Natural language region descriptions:
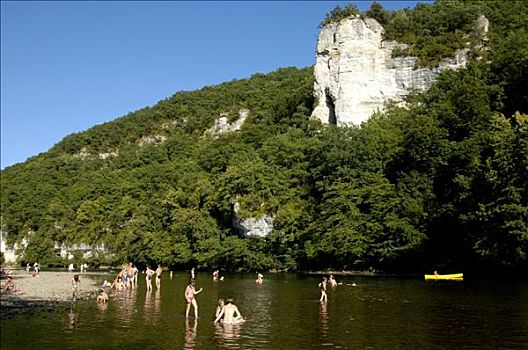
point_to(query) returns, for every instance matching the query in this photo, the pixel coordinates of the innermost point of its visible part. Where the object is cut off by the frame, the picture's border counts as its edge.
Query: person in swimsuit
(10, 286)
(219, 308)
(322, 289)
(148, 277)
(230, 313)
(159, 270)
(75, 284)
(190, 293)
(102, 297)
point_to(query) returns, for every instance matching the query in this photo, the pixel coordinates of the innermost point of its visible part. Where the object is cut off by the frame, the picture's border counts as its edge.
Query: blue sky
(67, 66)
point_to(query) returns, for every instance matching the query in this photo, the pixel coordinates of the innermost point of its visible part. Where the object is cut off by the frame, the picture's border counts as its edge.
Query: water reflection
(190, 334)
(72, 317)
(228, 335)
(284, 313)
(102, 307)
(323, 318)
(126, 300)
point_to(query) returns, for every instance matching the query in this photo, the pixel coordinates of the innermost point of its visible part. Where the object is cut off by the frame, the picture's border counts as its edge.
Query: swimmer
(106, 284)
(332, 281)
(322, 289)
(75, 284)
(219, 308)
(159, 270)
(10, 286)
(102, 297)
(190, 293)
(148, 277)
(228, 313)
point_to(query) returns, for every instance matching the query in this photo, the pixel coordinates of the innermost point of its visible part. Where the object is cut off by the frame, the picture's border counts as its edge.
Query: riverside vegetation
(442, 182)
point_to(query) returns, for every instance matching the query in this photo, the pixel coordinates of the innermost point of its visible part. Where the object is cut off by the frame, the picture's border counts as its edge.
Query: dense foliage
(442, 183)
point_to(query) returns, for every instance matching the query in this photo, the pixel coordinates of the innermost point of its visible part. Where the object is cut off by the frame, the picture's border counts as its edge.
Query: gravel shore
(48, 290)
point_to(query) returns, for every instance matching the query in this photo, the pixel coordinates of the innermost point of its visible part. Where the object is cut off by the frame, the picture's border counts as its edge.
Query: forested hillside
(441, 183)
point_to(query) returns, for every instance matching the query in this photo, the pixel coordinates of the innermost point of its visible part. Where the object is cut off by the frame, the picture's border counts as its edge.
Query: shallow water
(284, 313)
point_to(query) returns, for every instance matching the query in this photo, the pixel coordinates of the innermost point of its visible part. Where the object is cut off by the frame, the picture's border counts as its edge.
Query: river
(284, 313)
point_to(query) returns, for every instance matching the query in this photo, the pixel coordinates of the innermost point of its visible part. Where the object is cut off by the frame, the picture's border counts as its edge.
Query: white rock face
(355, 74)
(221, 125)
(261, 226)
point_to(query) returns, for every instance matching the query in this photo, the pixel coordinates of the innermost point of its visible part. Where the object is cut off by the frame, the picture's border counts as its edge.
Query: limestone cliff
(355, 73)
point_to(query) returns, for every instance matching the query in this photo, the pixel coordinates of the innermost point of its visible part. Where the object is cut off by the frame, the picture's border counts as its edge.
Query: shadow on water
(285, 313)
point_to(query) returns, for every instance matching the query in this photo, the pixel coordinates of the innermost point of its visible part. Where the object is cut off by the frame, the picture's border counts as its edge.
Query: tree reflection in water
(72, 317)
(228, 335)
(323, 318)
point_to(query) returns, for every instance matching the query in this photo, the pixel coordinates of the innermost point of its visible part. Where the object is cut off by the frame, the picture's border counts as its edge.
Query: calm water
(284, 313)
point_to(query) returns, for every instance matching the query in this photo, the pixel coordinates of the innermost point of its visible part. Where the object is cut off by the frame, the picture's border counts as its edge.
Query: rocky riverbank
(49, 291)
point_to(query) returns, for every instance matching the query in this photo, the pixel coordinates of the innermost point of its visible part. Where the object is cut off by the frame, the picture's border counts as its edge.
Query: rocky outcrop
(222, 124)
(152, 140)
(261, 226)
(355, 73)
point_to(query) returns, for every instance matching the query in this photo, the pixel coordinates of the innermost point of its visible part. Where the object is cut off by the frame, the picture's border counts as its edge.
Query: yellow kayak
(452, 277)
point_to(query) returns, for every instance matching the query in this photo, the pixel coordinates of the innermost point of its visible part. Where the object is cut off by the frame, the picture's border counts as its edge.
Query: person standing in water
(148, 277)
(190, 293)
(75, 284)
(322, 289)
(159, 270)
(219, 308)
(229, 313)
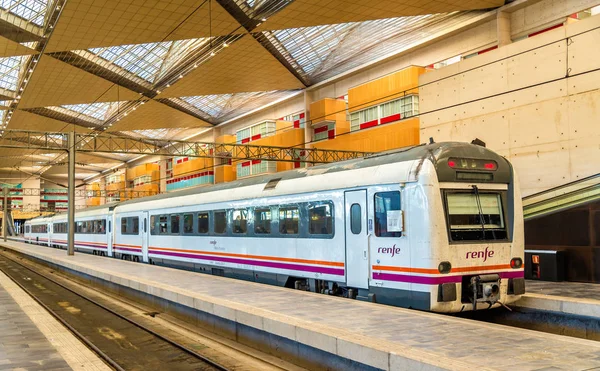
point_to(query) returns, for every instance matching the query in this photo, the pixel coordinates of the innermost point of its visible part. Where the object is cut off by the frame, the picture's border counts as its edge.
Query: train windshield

== Problem description ==
Every line of the data above should be repeated exactly. Omit the pictures.

== Completed task ==
point_to(query) returns, for every instance matching the query in this photo, the pixel coordinates of the innermost point of its visible part. Where the object is cut off by the frame, the picture's border counts as its edge.
Query: person in swimsuit
(10, 286)
(219, 308)
(322, 289)
(148, 277)
(230, 313)
(159, 270)
(75, 284)
(190, 293)
(102, 297)
point_to(query) returns, for every instance matching the query in this photo, the pixel coordinates of the innermost point of its visible part. Where the object is cut off by the frame, the picture's border counts as its edge.
Query: blue sky
(67, 66)
point_to(query) returns, for every instance matching the query in this photo, the pixel coordinates of the innermost point of its visible part. Where the object is cut off by the frame, the picture's border counts as its edge.
Query: water reflection
(190, 334)
(72, 317)
(228, 335)
(284, 313)
(102, 307)
(323, 318)
(126, 300)
point_to(query) returns, for every instance matching the query in this photo, the pixel coordinates of the innermost point of its visible part. Where the object is cut off by the frame, the picture's border counts as its edge.
Query: swimmer
(106, 284)
(332, 281)
(322, 289)
(75, 284)
(219, 308)
(159, 270)
(10, 286)
(102, 297)
(190, 293)
(148, 277)
(228, 313)
point_to(query) returns, for every instance matching the query in this photo, the pixel coordinates of the innermost point of its visible part. Where the object is cut off by the frame, the picture's border counts as its edge.
Query: riverside vegetation
(442, 182)
point_to(query) returns, for every instance matching the query in this photo, the pixel coordinates of the innermost point of its visible part. Where the object is cut off by the frame, the picture's border counts as its edge.
Query: dense foliage
(442, 183)
point_to(query) returns, for every instance matching the query in this photo, the pixel coordinates of the innermost point of its visible part. Where the object is cut off by the frame, the picture's border counts as its edge.
Query: gravel shore
(48, 290)
point_to(query) returns, for every instance matching the query in this photo, the pixel coordinates of the innermost point of its visible part. Where the object is cut off by the frame, the picture's border counts as its edge.
Query: forested hillside
(441, 183)
point_to(query) returns, for every instance matching the query in this photo, the pixel coordinates of the innermost point of its visible part. Where the object is cut off by the frame, the picture's border counts as its edge.
Query: shallow water
(284, 313)
point_to(query) returns, for every instance matching the query in this photo, the pixel coordinates of the innermost point of its visible part. Where the object is cut off by the frame, the picture's border counts as its edge.
Query: river
(284, 313)
point_to(query) returns, for every instance matching the query in this photo, the pixel coordinates of the innermost point of its visible part. Where the object is cut off by the frame, the picture's border counts as its edge.
Query: white rock face
(355, 74)
(221, 125)
(261, 226)
point_to(query) returns, for every instance matching the query in this photo, the pixel coordinates of the innermost point of its visible part. Where the object is cut off by the frame, the picture's border counts as its edge.
Query: limestone cliff
(355, 73)
point_to(query) returns, for every instance matching the query in this photo, the pixel coordinates of the innermost point of its visible part. Where the object is cut off by the frame, the picture's border counts as its edge.
Query: shadow on water
(285, 313)
point_to(query) returns, for every instance matching the query in this photo, the pixel coordinates of the innermost point of its visible part. Where the object is cut off by the frame, the picture's border counts as its edge.
Query: tree reflection in water
(72, 317)
(228, 335)
(323, 318)
point_to(query) returns, for every instance matching the query in this photo, the pixel coordinates of the innermost point of its visible part. Where the object is cut off by the frame, the picture's border counts as its edge.
Query: calm water
(284, 313)
point_to(query) returns, for every instance matching the query in this photo, the pixel coordinates of the innermost point of its visible part. Where the object is cut off by the frame, the picture's border counts as its edge.
Query: rocky riverbank
(49, 291)
point_to(query) returns, for every instance matching the query in this photo, the pixel coordinates of the innermost point of its visible part. Where the object is cut off by the frame, the picture's border counts as its edge.
Query: rocky outcrop
(222, 124)
(152, 140)
(261, 226)
(355, 73)
point_to(query) returns, for every instance matching the query in this photo, the pixel coordinates of the innermost point of its visible part. Where the object is cut off by the frame, the picture's border counts as its edge.
Query: yellow kayak
(452, 277)
point_to(query) returns, for every instance matching the query in this photo, the pixel coordinates of the innermost point of its visible part. Where the object is cut off by the frame, the picture's border counts as its edge.
Query: person standing in water
(148, 277)
(190, 293)
(75, 284)
(322, 289)
(159, 270)
(219, 308)
(229, 313)
point_to(query) returns, for every instance matching the query in this photo, the pixel coordinates of the innermost point of its visible part. Where the object is cut off by the frame, the picture's border counts as its edge.
Query: train windshield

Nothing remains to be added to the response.